DATA TO PROCESS »
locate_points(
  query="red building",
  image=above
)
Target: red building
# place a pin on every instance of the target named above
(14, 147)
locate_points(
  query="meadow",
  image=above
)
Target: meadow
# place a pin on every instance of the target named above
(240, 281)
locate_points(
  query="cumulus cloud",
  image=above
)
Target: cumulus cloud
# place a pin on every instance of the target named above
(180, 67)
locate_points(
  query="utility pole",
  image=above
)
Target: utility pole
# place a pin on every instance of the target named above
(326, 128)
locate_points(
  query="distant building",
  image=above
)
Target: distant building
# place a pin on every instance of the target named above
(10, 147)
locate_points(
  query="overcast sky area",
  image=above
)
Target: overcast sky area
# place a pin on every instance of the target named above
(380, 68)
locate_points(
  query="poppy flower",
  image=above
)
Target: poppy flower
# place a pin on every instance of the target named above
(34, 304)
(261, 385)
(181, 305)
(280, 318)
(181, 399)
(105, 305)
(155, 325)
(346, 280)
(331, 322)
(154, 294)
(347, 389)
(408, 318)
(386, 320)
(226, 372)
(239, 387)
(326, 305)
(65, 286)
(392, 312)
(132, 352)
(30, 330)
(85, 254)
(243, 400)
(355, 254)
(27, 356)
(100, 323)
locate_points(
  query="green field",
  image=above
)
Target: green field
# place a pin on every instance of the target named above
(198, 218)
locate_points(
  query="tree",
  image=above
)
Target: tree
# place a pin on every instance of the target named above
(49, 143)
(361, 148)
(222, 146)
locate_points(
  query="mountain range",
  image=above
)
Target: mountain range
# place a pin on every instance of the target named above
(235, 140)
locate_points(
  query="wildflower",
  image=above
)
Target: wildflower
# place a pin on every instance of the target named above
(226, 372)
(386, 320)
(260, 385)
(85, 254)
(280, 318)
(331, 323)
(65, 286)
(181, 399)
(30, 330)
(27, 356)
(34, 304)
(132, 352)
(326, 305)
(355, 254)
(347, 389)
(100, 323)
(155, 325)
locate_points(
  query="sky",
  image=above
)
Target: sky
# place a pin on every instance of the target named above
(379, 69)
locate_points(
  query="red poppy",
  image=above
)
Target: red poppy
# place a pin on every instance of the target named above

* * *

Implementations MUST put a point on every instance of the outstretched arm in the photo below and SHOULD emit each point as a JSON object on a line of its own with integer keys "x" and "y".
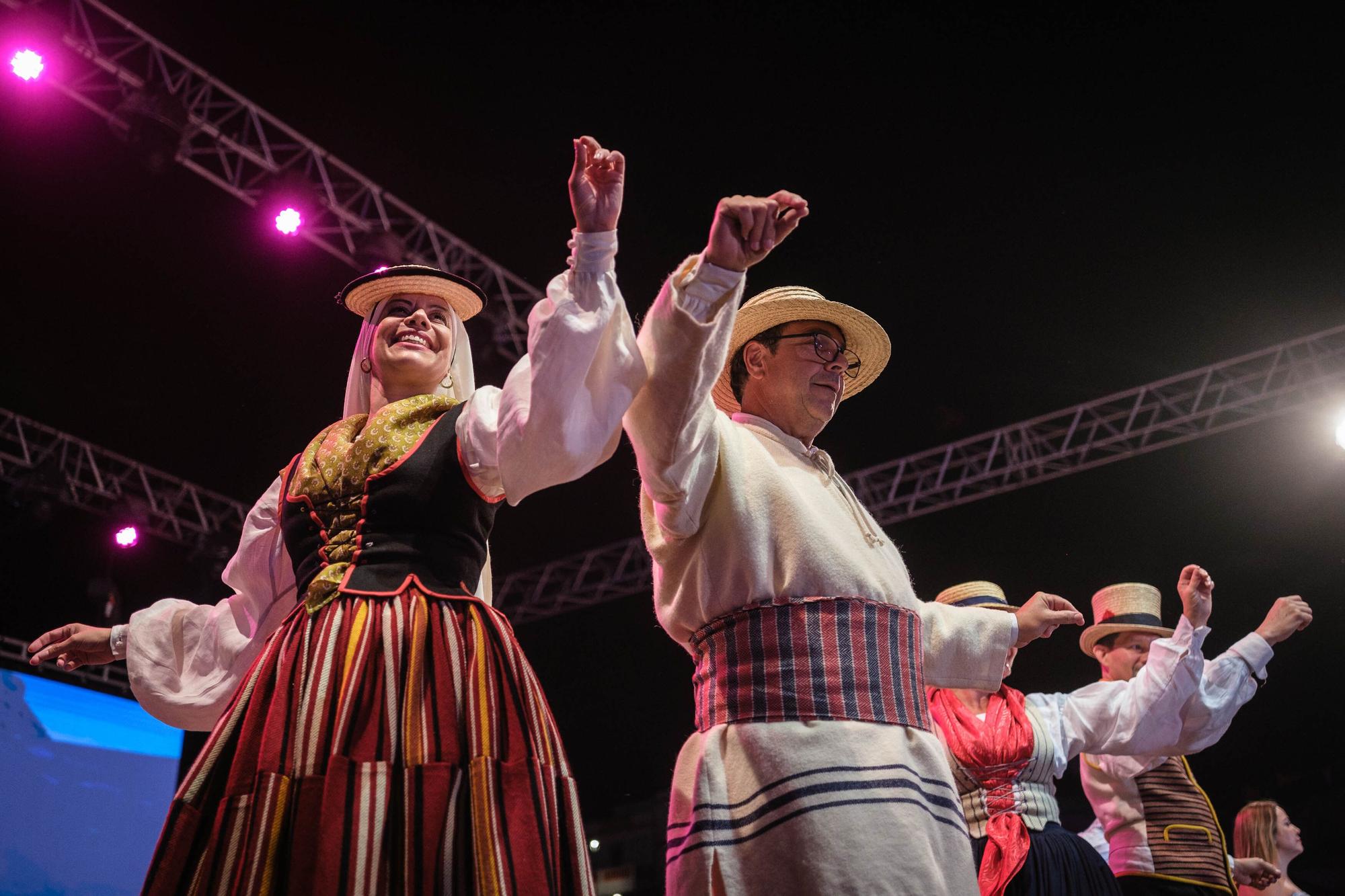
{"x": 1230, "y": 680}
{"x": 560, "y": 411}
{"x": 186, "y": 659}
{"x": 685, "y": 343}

...

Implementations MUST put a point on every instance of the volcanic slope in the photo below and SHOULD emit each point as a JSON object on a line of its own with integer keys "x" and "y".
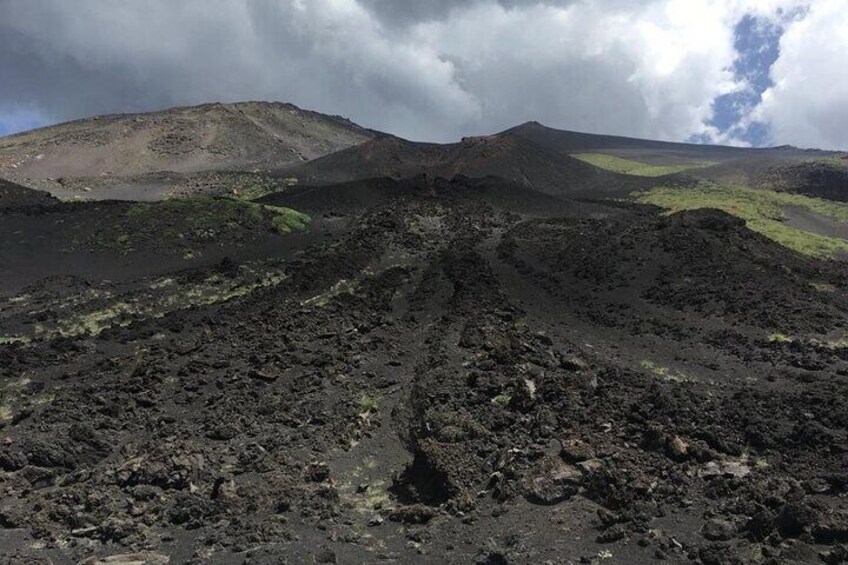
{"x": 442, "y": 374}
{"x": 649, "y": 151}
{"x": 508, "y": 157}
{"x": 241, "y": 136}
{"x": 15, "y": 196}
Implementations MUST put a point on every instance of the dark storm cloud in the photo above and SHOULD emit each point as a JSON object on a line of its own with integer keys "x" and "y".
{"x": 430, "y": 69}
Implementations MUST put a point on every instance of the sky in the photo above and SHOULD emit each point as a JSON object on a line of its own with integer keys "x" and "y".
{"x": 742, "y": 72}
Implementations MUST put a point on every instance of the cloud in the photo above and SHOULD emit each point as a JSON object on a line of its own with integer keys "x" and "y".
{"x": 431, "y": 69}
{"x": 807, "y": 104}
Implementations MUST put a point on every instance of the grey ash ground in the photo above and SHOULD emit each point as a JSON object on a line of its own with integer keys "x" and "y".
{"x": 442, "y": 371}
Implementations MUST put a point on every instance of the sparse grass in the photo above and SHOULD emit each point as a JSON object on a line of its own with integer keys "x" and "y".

WORK REQUIRED » Repeat the entries word for word, starting with the line that contains "of the volcanic" and continuing through the line that contains "Implementations MUST put a point on every instance of the sparse", with both of those lines included. Leave the pictures out.

SOLUTION »
Implementations MUST put a point on every instance of the volcanic slope in the photo below and SHOULD emit each point as a JSON object on a line of its own with integer keys "x" and "y".
{"x": 442, "y": 374}
{"x": 649, "y": 151}
{"x": 508, "y": 157}
{"x": 241, "y": 136}
{"x": 15, "y": 196}
Implementations MUST put a point on every instance of the dark storm cloud in the photo above and SHOULD emit each point as a JSON object on a line of its own with integer keys "x" and "y".
{"x": 430, "y": 69}
Implementations MUST put a point on every instance of the sky in the photo above and SHOULD emit each point as a JSON object on a line of its own with integer keys "x" and "y".
{"x": 742, "y": 72}
Implementations MUST put a point on every instance of the cloud in the photo above and SHOULD emit each point as a JSON object on a line of its own with integer keys "x" and "y".
{"x": 431, "y": 69}
{"x": 807, "y": 104}
Implementations MUST put a point on every instance of the grey ash ground in the photo above and SHOULD emit each point as a JSON object on a line of its own with integer keys "x" and "y".
{"x": 442, "y": 371}
Implementations MUST put a point on every instance of the sparse grass in the photo above and SHOULD emit each point as a JSON object on a line of its own with integer keys "x" and "y".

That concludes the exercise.